What this task involves: I'd like every entry transcribed word for word, with no pictures.

★ ★ ★ ★ ★

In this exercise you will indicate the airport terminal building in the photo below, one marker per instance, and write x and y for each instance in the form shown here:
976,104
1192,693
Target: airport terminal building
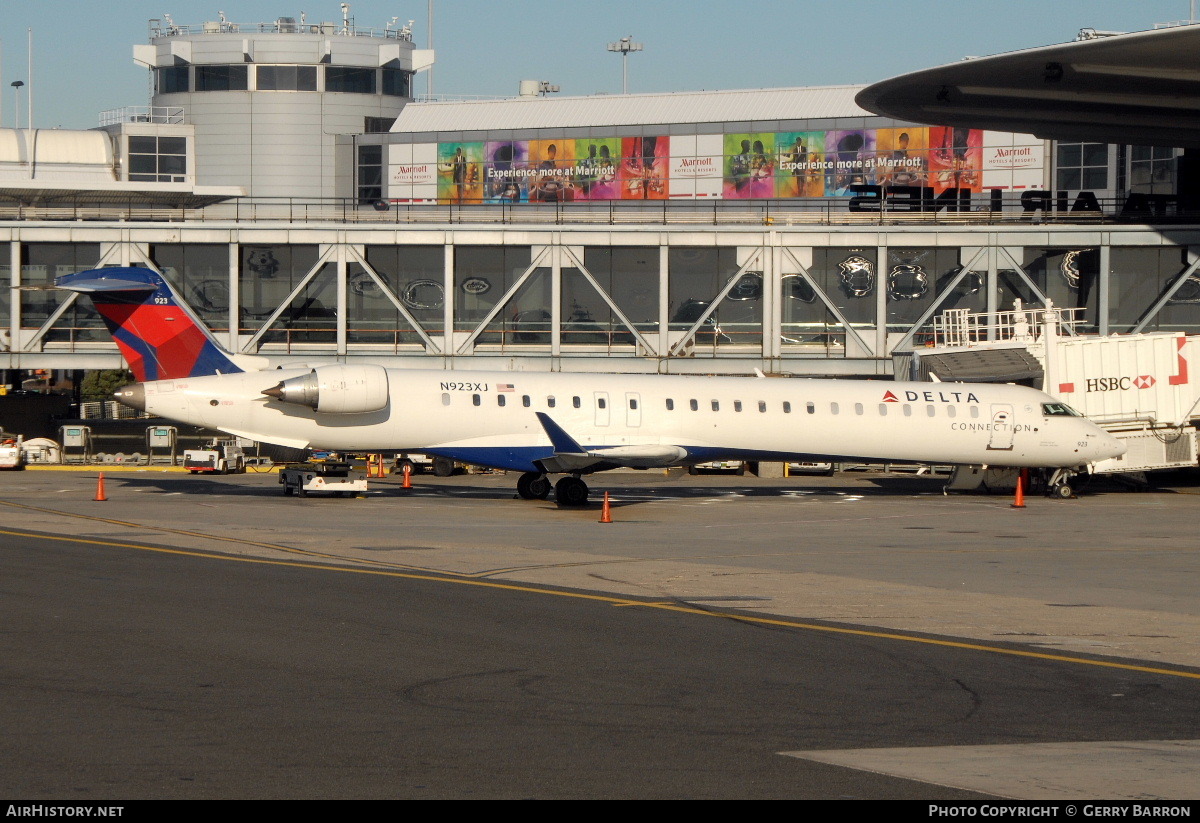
306,208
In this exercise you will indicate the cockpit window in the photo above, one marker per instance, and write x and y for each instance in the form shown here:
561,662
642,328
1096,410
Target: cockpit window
1059,410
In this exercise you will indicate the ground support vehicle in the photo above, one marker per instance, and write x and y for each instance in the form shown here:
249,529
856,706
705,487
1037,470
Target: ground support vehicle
216,457
333,478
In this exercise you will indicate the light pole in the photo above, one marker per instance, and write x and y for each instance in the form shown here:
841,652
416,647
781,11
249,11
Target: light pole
624,46
16,102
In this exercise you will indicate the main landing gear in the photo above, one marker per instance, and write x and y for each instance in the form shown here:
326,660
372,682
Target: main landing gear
570,491
1059,484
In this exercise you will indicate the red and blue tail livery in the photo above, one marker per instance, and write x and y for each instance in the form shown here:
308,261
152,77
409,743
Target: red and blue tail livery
159,336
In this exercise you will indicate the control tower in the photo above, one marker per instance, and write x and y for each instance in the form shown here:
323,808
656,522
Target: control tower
275,106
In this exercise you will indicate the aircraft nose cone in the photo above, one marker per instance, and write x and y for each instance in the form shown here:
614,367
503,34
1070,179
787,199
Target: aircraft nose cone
135,396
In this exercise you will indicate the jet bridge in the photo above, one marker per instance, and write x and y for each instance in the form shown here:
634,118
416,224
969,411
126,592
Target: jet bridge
1144,388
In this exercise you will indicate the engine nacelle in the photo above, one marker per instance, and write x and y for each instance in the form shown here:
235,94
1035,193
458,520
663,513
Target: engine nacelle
336,389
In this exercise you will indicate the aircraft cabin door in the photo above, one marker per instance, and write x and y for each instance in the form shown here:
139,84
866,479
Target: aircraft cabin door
1001,427
603,412
633,409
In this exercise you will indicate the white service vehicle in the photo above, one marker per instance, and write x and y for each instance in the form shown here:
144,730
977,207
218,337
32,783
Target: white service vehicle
12,456
216,457
336,478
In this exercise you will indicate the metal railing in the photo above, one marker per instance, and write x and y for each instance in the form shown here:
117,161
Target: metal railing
964,328
157,114
780,212
285,25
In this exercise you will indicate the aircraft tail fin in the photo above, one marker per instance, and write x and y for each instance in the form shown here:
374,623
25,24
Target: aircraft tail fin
156,334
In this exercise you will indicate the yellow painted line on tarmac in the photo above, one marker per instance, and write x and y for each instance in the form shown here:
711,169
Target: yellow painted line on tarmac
625,601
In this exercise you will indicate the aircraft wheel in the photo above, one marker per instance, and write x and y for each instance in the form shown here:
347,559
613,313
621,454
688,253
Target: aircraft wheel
571,492
533,486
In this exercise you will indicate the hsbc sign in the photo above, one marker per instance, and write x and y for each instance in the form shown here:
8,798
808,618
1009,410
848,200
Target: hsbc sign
1120,383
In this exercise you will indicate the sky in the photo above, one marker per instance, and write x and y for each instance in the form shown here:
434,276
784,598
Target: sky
83,49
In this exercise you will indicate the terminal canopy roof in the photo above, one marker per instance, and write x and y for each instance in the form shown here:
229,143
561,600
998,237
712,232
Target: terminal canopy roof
1137,89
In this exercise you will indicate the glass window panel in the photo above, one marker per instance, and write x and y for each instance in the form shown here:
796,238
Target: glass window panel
351,79
172,145
268,274
221,78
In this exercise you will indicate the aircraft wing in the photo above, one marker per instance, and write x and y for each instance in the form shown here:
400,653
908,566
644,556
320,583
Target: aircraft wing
570,456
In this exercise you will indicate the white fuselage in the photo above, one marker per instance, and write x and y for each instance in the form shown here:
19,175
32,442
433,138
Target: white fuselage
489,418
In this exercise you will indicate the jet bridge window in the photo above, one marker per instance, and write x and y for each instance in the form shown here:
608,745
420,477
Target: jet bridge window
1059,410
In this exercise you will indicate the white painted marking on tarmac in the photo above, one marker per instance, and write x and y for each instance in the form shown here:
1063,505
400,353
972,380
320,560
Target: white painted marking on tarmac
1116,770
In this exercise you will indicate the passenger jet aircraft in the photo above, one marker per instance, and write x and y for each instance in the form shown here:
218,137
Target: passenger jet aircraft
543,424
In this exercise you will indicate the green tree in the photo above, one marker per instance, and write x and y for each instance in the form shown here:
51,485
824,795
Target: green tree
101,384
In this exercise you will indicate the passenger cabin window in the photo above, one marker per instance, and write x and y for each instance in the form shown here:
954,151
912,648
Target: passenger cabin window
1059,410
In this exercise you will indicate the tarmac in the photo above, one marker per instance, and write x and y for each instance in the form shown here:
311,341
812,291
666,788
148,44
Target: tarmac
1108,575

★ ★ ★ ★ ★

Output for this task:
In this exercise you will indicate the airport terminal building in the photo below, one marker per instance, and write x and y for each instance in the form shown here:
976,104
1192,693
Target: airport terminal building
306,208
In this exercise you will indicate the cockpit window in the photo above, one marker per instance, and write x and y for each instance in the form shown here:
561,662
642,328
1096,410
Target: cockpit window
1059,410
In this exercise you will indicate the ground support vehicle in the photo above, one marker per instance, and write x and y for each instance in the form shown here:
249,529
856,706
705,487
1037,470
Target: ground support vehicle
216,457
333,478
In this exercise you will indicate the light pole in the photo above, one marker per instance, and write x and y for each instance in the form shown here:
841,652
416,647
781,11
249,11
Target: light pole
624,46
16,102
In this exercise you will indicate the main landing gear in the photo above, one marker per instance, and write x and y for each instance in the form shown here:
326,660
372,682
Target: main landing gear
570,491
1059,484
In this exercise you will indicate the red and blue tail livery in the photo above, one marker per instance, and write x and y for each instance in the form shown here:
308,261
152,77
409,743
Target: red and blue tail livery
159,336
In this exercise you will indicate the control tower in the photo above, one marker per instance, and write x and y for each instance in the form shown here:
323,808
656,522
Target: control tower
275,106
In this exercise you will indicate the aircraft nose cone in the photo above, one marker per instance, and write x and y for each instance in the form shown here:
614,367
503,34
1070,179
787,199
Target: aircraft nose cone
135,396
In this exercise you will indicate the jet bridge in the photo above, one marker per instance, and write x and y for each instance in the form shown here:
634,118
416,224
969,411
126,592
Target: jet bridge
1144,388
In this exercise you will indicate the engine nacelle in the photo above, one marker per instance, and write x and y for each instance in the form shown here:
235,94
1035,193
458,520
663,513
Target: engine nacelle
336,389
In this exercise you will indicate the aircraft cabin door in the photo above, one marker per instance, and write x and y for each instance in the form shown here:
139,84
866,479
Target: aircraft cabin door
1001,427
603,412
633,409
In this exercise you will indicate the white service vehicle in the photo above, one marker per instance, and write x and y for each instance in the form shown here:
144,730
977,207
218,337
32,783
Target: white service vehicle
12,456
216,457
336,478
In this exercise you will indicate the metal railing in the photo above, one marker per instance, and write x and y for each instance in the form shown here:
117,161
Target: metal railing
964,328
157,114
780,212
285,25
In this exercise you will indicate the aircraft tail fin in the photo above, one marker per instance, and write x and y for each instance in the form shown here:
374,623
25,24
Target: aircraft tail fin
156,334
In this exercise you will indicate the yellow painted line on tarmac in the photo above, one marker per instance, and write x and y for each instance in the form shown here:
711,169
Target: yellow painted line on tarmac
625,601
In this exercise you will indicate the aircraft wheel in the photo above, one marker per instance, and write x and y for each instance in the form shown here:
347,559
613,313
621,454
688,253
Target: aircraft wheel
571,492
533,486
In this exercise you will indicate the hsbc sign in the photo above, one marker per instance, and write x and y for each instance in the form shown here:
8,798
808,618
1009,410
848,200
Target: hsbc sign
1120,383
In this exercise you will indicate the sky in the photo above, one marker per instance, and write x and y for each instance in the form shown here:
434,276
784,598
Target: sky
83,49
In this exercise you will indicate the terminal canopy roof in the photo above, one marker per instance, and write x and y for each instance in the form shown here:
229,143
561,600
998,237
712,232
Target: terminal canopy roof
1137,89
In this exercise you will indicate the glass window panel in the photo above, one marker per instance, and write x and y for each instance in the form shown here:
796,238
Target: glass window panel
351,79
172,145
268,274
221,78
In this exercise you will indicate the aircraft wing in the photo above, one marker per instance, and write x and y for each instance in the form shown here:
400,653
908,566
644,556
320,583
Target: aircraft wing
570,456
In this exercise you will indicate the white fuselage in the photo above, one marker per instance, and write x and y for each instance in the form shown here:
19,175
32,442
433,138
Target: white fuselage
489,418
In this exercise you will indicate the jet bridge window in the photo above, one marker per instance, and write x and y for each instance in the form shown here:
608,745
420,477
Target: jet bridge window
1059,410
In this exercise you will indicate the white painted marking on tarmac in the photo above, one marker per instance, and write x and y for each instance in the form shown here:
1063,505
400,353
972,380
320,560
Target: white painted marking on tarmac
1116,770
In this exercise you will indicate the passenger jet aircraft in the photo above, one marker per instance, and write x and y for each instance in the form shown here:
218,137
Target: passenger jet aircraft
543,424
In this exercise you will indicate the green tree in the photo above, one marker per instance, and write x and y for each instance in the form shown here:
51,485
824,795
Target: green tree
101,384
In this exercise you will indicate the passenger cabin window in the photo above, one marker per instance, and write x and y for each instance in the form shown here:
954,151
912,648
Target: passenger cabin window
1059,410
In this exercise you will indicate the tarmac in the photo above, one marker per instance, and write x and y for each instance in the form shown here:
311,341
812,291
666,788
148,44
Target: tarmac
1108,575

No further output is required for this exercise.